*** Extracted material ***
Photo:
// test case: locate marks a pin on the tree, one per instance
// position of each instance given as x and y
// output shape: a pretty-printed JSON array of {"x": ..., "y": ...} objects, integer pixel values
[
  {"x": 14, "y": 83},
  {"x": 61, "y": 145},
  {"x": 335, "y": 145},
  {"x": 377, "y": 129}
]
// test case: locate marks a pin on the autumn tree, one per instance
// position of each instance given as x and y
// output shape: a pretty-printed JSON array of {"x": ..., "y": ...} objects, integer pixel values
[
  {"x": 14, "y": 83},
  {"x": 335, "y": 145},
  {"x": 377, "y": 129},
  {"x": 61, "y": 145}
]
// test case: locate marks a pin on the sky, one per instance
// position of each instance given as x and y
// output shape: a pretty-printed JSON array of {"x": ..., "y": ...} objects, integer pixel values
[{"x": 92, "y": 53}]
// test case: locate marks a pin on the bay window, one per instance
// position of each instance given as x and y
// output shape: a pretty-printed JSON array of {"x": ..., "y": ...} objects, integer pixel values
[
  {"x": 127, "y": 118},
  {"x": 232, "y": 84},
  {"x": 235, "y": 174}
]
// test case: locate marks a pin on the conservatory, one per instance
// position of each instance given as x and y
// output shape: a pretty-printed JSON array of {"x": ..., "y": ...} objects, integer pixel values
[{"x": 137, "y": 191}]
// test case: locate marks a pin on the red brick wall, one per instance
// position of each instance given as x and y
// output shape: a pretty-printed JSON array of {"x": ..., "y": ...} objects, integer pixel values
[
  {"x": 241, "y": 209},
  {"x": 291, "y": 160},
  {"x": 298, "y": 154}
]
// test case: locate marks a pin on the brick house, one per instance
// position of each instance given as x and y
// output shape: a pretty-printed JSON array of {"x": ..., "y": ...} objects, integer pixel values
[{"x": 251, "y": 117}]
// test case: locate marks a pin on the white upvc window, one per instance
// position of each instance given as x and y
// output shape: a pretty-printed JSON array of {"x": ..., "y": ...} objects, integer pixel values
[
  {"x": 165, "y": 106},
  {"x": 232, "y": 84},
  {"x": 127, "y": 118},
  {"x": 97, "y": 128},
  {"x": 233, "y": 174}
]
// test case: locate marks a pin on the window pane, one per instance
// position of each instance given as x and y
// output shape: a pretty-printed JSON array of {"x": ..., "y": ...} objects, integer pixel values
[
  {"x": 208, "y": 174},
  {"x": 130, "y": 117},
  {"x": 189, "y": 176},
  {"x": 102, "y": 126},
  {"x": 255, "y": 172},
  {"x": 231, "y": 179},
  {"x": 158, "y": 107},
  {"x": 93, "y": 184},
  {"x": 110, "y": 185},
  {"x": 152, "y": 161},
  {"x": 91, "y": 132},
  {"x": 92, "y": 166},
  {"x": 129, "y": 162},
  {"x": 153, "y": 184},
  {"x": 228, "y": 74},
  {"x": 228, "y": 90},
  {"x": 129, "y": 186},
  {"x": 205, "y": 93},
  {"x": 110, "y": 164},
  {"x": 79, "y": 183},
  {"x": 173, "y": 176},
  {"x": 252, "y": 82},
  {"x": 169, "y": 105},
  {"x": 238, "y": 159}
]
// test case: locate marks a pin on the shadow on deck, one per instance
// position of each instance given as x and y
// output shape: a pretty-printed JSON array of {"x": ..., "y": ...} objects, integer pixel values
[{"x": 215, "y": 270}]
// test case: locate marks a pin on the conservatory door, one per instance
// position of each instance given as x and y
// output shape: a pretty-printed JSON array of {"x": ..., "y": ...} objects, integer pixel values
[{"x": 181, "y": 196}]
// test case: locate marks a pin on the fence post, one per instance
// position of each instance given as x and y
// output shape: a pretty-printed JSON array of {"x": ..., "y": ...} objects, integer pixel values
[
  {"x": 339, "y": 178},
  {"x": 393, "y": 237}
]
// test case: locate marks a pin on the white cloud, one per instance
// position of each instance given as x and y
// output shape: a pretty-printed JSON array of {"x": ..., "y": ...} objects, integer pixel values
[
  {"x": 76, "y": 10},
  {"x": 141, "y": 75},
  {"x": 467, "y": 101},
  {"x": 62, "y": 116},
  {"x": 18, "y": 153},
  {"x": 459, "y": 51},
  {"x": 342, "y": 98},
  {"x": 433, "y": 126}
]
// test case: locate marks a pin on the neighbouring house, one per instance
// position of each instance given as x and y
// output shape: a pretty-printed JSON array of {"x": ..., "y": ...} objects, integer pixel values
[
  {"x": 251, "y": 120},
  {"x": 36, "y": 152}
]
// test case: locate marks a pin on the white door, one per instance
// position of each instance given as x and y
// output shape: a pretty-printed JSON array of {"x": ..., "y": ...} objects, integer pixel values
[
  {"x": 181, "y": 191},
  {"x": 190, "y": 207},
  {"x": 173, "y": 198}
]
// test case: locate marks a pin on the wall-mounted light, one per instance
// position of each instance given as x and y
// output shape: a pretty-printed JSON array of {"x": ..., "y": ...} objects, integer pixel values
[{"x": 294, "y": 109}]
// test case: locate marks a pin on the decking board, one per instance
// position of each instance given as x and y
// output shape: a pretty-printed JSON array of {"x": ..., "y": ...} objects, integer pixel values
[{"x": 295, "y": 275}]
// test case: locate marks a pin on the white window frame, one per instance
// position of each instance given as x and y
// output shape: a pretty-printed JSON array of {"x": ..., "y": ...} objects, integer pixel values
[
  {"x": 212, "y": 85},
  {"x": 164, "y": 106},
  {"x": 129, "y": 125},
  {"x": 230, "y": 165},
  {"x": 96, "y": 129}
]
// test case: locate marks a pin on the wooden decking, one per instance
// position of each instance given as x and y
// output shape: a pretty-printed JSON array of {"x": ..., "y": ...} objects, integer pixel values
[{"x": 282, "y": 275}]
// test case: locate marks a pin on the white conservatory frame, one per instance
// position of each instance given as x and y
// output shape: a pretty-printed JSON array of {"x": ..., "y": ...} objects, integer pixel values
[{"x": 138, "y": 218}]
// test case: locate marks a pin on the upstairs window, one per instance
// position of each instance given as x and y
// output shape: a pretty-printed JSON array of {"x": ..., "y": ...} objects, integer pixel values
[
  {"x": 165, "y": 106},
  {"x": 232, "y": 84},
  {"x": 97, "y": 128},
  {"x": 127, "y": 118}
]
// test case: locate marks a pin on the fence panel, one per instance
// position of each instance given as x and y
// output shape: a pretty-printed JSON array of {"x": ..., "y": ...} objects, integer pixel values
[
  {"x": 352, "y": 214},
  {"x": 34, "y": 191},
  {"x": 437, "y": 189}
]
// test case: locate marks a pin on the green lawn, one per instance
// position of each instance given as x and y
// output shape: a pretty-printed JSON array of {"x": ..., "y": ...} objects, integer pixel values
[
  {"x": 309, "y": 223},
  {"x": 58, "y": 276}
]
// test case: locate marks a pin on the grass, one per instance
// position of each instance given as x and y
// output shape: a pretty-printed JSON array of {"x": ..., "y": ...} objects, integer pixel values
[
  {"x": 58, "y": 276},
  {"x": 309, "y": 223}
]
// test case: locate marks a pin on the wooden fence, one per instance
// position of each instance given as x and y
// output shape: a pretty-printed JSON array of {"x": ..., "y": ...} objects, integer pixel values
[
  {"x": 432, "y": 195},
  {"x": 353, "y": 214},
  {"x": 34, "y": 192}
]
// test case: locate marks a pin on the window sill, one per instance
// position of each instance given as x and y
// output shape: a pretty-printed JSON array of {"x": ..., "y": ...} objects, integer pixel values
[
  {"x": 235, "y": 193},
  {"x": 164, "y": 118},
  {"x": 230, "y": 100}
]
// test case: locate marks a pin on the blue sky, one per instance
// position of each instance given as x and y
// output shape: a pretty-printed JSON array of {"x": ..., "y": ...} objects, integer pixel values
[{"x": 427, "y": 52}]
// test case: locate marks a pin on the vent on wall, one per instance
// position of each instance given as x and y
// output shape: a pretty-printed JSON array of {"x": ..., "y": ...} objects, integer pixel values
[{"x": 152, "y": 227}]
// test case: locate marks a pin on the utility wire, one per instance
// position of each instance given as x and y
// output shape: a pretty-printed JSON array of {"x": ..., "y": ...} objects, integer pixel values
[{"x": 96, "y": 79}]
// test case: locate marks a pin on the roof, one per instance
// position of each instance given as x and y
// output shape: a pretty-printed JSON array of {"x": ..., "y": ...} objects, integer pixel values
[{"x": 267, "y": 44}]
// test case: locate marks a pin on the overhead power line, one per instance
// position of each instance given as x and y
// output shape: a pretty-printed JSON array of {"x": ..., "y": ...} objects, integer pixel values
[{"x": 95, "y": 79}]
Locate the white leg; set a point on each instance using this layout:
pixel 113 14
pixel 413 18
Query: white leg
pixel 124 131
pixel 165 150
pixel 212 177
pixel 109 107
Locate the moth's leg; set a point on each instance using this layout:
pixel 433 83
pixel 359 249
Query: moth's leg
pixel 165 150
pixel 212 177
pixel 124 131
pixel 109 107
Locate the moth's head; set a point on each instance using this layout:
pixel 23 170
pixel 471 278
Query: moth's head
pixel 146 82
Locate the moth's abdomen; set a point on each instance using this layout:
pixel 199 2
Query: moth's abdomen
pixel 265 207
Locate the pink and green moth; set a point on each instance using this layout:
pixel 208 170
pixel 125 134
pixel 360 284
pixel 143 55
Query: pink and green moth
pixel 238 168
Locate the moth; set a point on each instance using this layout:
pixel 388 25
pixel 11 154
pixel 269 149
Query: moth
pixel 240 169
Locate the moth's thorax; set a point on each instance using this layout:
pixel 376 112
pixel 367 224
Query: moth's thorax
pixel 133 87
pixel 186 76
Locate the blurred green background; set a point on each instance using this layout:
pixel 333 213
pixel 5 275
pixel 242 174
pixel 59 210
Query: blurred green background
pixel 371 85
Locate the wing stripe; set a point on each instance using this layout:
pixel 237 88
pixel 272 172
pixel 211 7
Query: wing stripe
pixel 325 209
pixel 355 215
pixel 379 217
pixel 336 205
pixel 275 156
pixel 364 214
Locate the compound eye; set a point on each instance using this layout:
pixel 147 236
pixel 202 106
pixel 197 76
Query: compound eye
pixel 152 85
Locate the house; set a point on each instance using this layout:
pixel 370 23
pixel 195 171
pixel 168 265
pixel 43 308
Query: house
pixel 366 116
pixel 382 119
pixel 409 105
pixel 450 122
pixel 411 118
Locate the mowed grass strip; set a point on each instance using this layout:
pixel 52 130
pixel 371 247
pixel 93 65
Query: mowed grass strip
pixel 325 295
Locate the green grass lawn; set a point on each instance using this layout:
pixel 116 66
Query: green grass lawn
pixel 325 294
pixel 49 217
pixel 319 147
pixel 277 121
*** End of Extracted material ***
## Directions for this task
What you return should be exactly the lines above, starting at the one with "pixel 272 172" and ending at the one with "Locate the mowed", and nothing else.

## Task output
pixel 272 172
pixel 211 7
Query: wing stripe
pixel 325 209
pixel 355 215
pixel 379 217
pixel 336 205
pixel 275 156
pixel 364 214
Locate the compound eye; set a point on each instance using this layout:
pixel 147 236
pixel 202 106
pixel 197 76
Query: compound eye
pixel 152 85
Locate the house; set a point on each instance using this layout:
pixel 370 23
pixel 195 171
pixel 168 265
pixel 43 308
Query: house
pixel 366 116
pixel 382 119
pixel 409 105
pixel 450 122
pixel 411 118
Locate the mowed grass strip; set a point on each instance using this layout:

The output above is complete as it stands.